*Your task:* The answer must be an exact copy of the records, with no pictures in it.

*The data:*
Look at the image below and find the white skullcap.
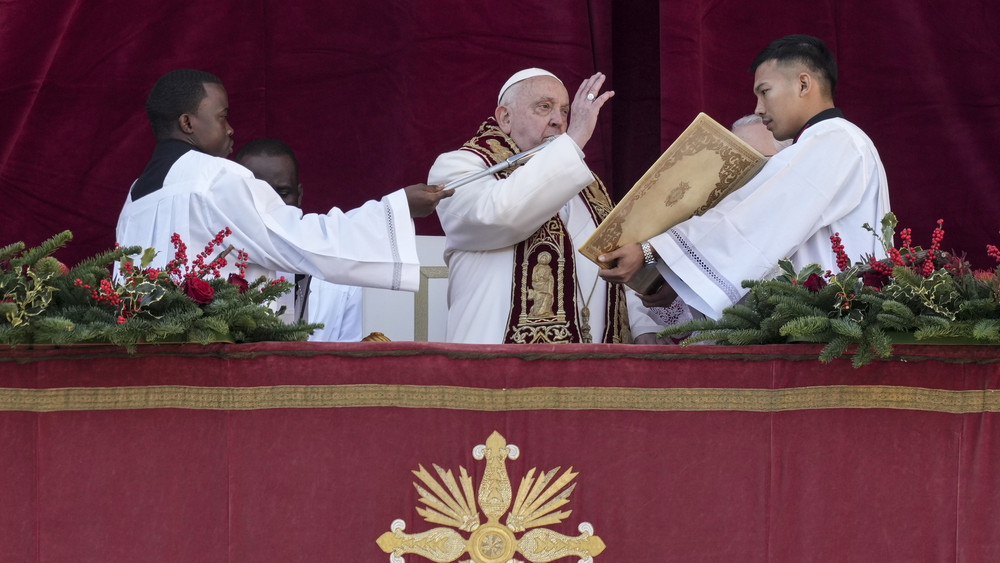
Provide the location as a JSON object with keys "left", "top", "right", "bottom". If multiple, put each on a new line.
{"left": 497, "top": 68, "right": 562, "bottom": 105}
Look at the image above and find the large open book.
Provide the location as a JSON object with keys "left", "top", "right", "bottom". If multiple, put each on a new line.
{"left": 579, "top": 112, "right": 767, "bottom": 293}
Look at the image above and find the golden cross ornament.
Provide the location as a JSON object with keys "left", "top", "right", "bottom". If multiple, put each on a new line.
{"left": 377, "top": 431, "right": 605, "bottom": 563}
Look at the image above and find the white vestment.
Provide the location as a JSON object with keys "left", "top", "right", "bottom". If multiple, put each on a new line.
{"left": 307, "top": 280, "right": 362, "bottom": 342}
{"left": 649, "top": 116, "right": 891, "bottom": 319}
{"left": 116, "top": 150, "right": 420, "bottom": 292}
{"left": 429, "top": 134, "right": 662, "bottom": 344}
{"left": 275, "top": 270, "right": 363, "bottom": 342}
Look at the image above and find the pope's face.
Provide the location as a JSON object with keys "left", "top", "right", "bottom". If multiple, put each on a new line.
{"left": 499, "top": 76, "right": 569, "bottom": 151}
{"left": 188, "top": 83, "right": 234, "bottom": 157}
{"left": 753, "top": 60, "right": 806, "bottom": 142}
{"left": 734, "top": 121, "right": 781, "bottom": 156}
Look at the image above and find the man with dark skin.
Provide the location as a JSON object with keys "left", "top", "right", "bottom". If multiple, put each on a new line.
{"left": 235, "top": 138, "right": 363, "bottom": 342}
{"left": 117, "top": 68, "right": 452, "bottom": 293}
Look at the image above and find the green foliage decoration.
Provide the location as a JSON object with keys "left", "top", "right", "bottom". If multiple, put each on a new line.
{"left": 659, "top": 213, "right": 1000, "bottom": 367}
{"left": 0, "top": 229, "right": 321, "bottom": 351}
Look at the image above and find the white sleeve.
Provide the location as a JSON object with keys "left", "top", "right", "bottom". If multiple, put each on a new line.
{"left": 201, "top": 170, "right": 420, "bottom": 292}
{"left": 307, "top": 280, "right": 363, "bottom": 342}
{"left": 625, "top": 290, "right": 664, "bottom": 337}
{"left": 648, "top": 126, "right": 872, "bottom": 318}
{"left": 429, "top": 134, "right": 594, "bottom": 251}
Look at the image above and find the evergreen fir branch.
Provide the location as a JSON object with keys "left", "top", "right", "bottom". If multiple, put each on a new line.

*Output:*
Look at the image below and find the white skullcap.
Provide the location as a JSON object with keys "left", "top", "right", "bottom". If multiple, put each on a new line.
{"left": 497, "top": 68, "right": 562, "bottom": 105}
Look at the image above and find the large open book.
Provide the location as a JSON object with keys "left", "top", "right", "bottom". If multiple, put each on a new line.
{"left": 579, "top": 112, "right": 767, "bottom": 293}
Look at the image above and find the golden cross ornament.
Provide the location as a JSON object with keys "left", "top", "right", "bottom". If multiple, put each on a new line.
{"left": 377, "top": 431, "right": 605, "bottom": 563}
Look at the image above and find the white vestment.
Provide the location as a JSON object with keys "left", "top", "right", "bottom". If multiple, put each on a new line.
{"left": 307, "top": 280, "right": 362, "bottom": 342}
{"left": 649, "top": 116, "right": 891, "bottom": 319}
{"left": 116, "top": 150, "right": 420, "bottom": 292}
{"left": 429, "top": 134, "right": 662, "bottom": 344}
{"left": 275, "top": 270, "right": 363, "bottom": 342}
Look at the image above and find the pope's face.
Provide the location as a JSON object with keys "left", "top", "right", "bottom". If multiple, put each on a new line.
{"left": 499, "top": 76, "right": 569, "bottom": 151}
{"left": 188, "top": 83, "right": 234, "bottom": 157}
{"left": 753, "top": 60, "right": 806, "bottom": 142}
{"left": 734, "top": 121, "right": 781, "bottom": 156}
Look at the image above and find the man with dark skin.
Provide the location as a JSON object with keys "left", "top", "right", "bottom". If multiple, put each on a new line.
{"left": 235, "top": 138, "right": 363, "bottom": 342}
{"left": 117, "top": 68, "right": 452, "bottom": 293}
Look at the image above and find the green foliage decoration.
Provide the location as a JSON object with keys "left", "top", "right", "bottom". If multiple, put each on a new line.
{"left": 659, "top": 213, "right": 1000, "bottom": 367}
{"left": 0, "top": 229, "right": 321, "bottom": 351}
Look at the image above and find the white sleeve.
Provide the location as a JSON object with keys "left", "top", "right", "bottom". If multiple, put each on a new line.
{"left": 201, "top": 170, "right": 420, "bottom": 292}
{"left": 307, "top": 280, "right": 363, "bottom": 342}
{"left": 625, "top": 290, "right": 664, "bottom": 337}
{"left": 648, "top": 126, "right": 872, "bottom": 318}
{"left": 429, "top": 134, "right": 594, "bottom": 251}
Look at the image above and find the evergreen fir branch.
Provide the location as a JSON object with keys "left", "top", "right", "bottom". If multiple, put each on a new line.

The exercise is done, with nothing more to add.